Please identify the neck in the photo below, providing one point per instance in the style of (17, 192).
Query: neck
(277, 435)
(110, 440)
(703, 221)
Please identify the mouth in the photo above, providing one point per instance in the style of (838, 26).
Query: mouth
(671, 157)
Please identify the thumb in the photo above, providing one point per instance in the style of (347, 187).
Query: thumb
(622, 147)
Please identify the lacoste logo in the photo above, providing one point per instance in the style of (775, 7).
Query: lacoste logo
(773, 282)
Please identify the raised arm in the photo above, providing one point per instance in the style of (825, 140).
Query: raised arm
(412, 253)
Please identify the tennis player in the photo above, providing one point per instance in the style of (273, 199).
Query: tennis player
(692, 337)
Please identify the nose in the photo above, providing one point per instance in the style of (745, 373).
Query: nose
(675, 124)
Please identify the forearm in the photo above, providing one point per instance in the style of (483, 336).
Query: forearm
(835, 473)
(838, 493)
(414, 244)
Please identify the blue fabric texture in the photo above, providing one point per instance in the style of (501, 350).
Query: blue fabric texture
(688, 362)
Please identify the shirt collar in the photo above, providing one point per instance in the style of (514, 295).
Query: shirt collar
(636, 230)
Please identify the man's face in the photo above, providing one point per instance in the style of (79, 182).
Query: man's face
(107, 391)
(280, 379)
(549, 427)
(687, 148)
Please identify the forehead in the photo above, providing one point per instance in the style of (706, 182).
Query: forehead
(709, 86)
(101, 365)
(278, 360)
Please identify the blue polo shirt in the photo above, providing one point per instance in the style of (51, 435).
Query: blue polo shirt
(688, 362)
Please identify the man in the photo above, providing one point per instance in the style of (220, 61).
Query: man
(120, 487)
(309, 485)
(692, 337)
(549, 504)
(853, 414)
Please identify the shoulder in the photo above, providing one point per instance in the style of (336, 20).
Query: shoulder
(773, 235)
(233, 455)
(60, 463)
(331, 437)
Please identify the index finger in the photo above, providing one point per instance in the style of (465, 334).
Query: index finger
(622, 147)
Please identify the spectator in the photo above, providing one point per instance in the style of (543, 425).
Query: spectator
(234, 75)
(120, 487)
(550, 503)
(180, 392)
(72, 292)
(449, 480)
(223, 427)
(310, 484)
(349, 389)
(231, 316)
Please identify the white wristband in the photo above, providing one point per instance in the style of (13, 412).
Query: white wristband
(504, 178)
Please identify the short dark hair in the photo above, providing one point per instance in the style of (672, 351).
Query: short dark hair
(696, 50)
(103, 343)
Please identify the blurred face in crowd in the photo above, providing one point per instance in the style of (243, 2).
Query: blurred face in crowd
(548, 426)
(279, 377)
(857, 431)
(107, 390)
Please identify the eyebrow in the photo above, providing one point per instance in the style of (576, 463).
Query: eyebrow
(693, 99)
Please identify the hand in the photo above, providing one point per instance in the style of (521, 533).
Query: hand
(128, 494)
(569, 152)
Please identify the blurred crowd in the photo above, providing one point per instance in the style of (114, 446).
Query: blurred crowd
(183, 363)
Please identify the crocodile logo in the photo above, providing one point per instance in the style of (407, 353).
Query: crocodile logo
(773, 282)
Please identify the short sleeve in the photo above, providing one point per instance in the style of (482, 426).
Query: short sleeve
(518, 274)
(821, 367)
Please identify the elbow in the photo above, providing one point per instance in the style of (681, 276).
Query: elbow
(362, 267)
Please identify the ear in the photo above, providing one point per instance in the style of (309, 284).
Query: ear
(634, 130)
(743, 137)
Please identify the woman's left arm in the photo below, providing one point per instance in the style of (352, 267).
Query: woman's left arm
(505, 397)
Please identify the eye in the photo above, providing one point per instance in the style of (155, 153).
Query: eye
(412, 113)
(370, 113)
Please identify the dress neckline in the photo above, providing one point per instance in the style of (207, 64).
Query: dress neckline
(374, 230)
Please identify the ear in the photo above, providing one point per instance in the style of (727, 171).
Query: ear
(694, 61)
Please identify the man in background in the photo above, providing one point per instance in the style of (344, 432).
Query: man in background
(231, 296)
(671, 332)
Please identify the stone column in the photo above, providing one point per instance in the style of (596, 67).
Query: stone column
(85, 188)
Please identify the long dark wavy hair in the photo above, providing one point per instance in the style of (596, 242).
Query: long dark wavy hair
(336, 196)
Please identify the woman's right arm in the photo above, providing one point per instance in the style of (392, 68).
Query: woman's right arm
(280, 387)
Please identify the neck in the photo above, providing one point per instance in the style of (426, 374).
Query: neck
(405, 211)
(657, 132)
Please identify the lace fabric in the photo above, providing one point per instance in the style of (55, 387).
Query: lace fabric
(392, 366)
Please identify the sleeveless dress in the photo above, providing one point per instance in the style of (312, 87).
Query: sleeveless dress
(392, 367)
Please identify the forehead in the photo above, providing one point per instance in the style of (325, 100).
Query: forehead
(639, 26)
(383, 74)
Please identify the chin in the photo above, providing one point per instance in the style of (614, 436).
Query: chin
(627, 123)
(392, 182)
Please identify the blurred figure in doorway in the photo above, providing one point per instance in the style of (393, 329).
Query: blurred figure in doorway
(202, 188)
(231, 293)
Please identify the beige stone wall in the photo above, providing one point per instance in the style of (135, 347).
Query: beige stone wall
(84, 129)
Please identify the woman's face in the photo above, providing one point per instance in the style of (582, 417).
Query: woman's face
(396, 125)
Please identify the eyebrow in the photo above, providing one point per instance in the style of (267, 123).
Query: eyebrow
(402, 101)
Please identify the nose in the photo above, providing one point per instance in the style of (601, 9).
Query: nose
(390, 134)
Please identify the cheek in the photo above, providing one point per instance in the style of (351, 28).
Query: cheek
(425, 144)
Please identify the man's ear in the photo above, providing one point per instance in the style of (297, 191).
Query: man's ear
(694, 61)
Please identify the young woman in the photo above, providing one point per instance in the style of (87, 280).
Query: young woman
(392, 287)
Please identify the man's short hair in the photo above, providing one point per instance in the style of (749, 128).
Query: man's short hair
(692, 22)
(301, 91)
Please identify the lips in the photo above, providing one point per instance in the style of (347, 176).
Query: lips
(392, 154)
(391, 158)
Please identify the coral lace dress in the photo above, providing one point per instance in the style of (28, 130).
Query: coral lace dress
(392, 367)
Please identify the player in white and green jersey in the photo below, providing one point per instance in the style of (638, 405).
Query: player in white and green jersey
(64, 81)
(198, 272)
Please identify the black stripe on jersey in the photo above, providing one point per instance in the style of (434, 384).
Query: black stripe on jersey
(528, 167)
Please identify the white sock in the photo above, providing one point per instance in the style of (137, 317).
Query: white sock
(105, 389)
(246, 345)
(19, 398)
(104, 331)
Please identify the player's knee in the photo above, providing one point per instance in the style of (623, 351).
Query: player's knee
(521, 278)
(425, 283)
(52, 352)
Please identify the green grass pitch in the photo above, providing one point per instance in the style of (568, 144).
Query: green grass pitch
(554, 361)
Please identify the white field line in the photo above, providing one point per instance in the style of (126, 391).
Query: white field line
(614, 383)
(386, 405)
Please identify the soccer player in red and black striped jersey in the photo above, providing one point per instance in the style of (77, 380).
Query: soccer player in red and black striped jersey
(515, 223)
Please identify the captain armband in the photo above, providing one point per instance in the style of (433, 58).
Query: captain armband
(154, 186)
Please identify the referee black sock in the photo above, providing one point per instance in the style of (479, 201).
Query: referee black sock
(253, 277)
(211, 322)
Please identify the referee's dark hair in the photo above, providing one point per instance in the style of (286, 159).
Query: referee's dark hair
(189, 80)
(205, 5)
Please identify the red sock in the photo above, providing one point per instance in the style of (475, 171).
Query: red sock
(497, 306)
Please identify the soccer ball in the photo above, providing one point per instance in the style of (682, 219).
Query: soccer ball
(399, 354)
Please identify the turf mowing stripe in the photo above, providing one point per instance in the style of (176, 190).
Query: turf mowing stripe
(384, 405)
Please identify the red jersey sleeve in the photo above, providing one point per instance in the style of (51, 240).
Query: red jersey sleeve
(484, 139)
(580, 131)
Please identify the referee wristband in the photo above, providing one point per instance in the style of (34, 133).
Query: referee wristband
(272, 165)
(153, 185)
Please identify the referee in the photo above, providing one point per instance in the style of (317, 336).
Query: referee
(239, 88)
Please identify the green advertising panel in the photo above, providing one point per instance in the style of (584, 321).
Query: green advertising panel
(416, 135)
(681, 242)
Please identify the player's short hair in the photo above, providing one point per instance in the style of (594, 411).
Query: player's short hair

====

Goal: Please copy out the records above, starting at the line that contains "Please identify the white field" and continuing through the end of the records.

Full response:
Please identify the white field line in the photo above, providing one point per instance in the style of (126, 391).
Query: white field line
(614, 383)
(386, 405)
Please identify the soccer player in red and black striped jersey in the photo above, providing one point per instance in the style of (77, 380).
Query: soccer player in red and black striped jersey
(515, 223)
Please identify the captain armband in the photo above, providing one point per instance in the style of (433, 58).
Query: captain armband
(154, 186)
Please identify the referee black sock in the photo above, providing one point per instance in the style of (479, 201).
Query: referee black sock
(253, 277)
(211, 322)
Please identify the referee's dark hair in the photo above, providing one point per instance in the style of (286, 159).
Query: referee's dark hair
(189, 80)
(205, 5)
Please identify the red sock in the photo above, providing one point per instance in the style of (475, 171).
Query: red sock
(497, 306)
Please identify the soccer ball in the photo above, providing one point per instance in the style of (682, 219).
Query: soccer ball
(399, 354)
Please identify the turf mowing stripe in the photo above, providing one point per instance in the style of (176, 190).
Query: turf mowing stripe
(384, 405)
Please identify the red jersey sleeve in the photo above, providing one point per instance in the style of (51, 240).
Query: red jersey sleeve
(484, 139)
(580, 131)
Please identify the referee wristband in the photo above, providing one point per instance in the style of (34, 133).
Query: referee wristband
(272, 165)
(153, 185)
Please identify the referee in the photo above, providing one point per instance in the style of (317, 336).
Query: referee
(239, 88)
Please identify the green advertising panel in the photo above, providing one point per instance in the style of (584, 321).
Query: green advertising panel
(416, 135)
(681, 242)
Please identify the player's short hair in the photo above, providing one point per instance in the style of (594, 411).
Query: player's short hair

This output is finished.